===== Records for the task =====

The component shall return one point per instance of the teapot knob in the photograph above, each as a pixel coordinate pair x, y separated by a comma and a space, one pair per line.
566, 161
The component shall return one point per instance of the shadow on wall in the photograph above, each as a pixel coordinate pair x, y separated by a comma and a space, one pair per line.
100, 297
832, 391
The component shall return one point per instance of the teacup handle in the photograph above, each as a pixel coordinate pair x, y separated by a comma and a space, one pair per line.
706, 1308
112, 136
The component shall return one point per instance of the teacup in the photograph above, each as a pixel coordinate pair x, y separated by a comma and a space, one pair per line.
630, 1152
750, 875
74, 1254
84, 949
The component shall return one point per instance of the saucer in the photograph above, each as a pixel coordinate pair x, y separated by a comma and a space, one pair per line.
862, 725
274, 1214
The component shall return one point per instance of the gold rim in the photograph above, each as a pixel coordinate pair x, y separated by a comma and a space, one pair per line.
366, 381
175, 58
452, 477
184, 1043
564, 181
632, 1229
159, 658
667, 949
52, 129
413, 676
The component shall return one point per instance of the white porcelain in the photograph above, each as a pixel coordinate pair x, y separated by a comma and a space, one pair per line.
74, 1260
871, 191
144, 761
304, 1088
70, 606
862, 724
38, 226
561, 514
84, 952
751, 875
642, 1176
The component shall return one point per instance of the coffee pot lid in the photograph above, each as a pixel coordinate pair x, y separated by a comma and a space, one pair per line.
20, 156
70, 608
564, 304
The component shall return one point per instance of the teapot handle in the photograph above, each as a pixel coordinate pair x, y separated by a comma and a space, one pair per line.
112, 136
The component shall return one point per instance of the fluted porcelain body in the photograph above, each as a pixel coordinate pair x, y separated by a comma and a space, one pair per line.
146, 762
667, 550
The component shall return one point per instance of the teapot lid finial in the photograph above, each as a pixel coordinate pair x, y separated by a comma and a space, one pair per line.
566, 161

=====

[Direction] Arrange every line of the records above into a numbered list, skipping any blank lines.

[The completed task]
1. The component shall return one point per instance of the teapot knob in the photograph above, each as a pixel coordinate pair x, y separated by a comma and a space, one pair per line.
2. 566, 161
3. The component shall return one point per instance of the shadow on wall in the photograph above, each as a pixel coordinate pair x, y separated by a comma and a space, one pair per line.
4. 100, 297
5. 832, 391
6. The component shall return one point per instance of the teacup handle in the photograph above, each as a pixel coordinate pair x, y separated by a comma and a space, one pair per line.
7. 706, 1308
8. 112, 136
9. The component shall return one point per instance of the teacup in the photograph above, each as a pixel coordinate pair x, y separated by a comma and a space, one pair per line.
10. 630, 1152
11. 750, 875
12. 74, 1254
13. 84, 949
14. The component shall return one point per instance of the saucer in the photograph above, each as a pixel coordinate pair x, y separated by a comma and a space, one pair per line.
15. 862, 725
16. 274, 1214
17. The component shall return one point per instance of the gold rim in the photograph above, each as a pixel coordinate pair x, y separated by a comma and a space, one pair per line.
18. 366, 381
19. 175, 58
20. 452, 477
21. 184, 1043
22. 564, 181
23. 632, 1229
24. 159, 658
25. 667, 949
26. 52, 129
27. 413, 676
28. The component shall return one point per instance of the white porcelain in the photograph above, each as a pixel coordinate pair x, y separated by a comma and a space, one pair per line.
29. 74, 1260
30. 871, 191
31. 144, 761
32. 304, 1088
33. 70, 606
34. 862, 724
35. 38, 226
36. 561, 514
37. 84, 952
38. 751, 875
39. 642, 1176
40. The component shall return one point per instance of the coffee pot lid in the photograph above, each as a pixel coordinate pair x, y separated by a comma and a space, one pair per line.
41. 20, 156
42. 70, 608
43. 564, 304
44. The component shall return one point per instance of the teapot handle in the photograph above, each as a pixel coordinate pair x, y separated by a comma and a space, one pair per line.
45. 112, 136
46. The component shall return one point per instance of the fluted porcelain body in the photograph above, each as a pixel coordinate pair x, y separated by a comma and a space, one pair per line.
47. 146, 762
48. 667, 550
49. The component shall return one point per instance of the teapot lid finial in the photograph above, each as a pixel coordinate pair x, y separated by a comma and a space, one pair per line.
50. 566, 161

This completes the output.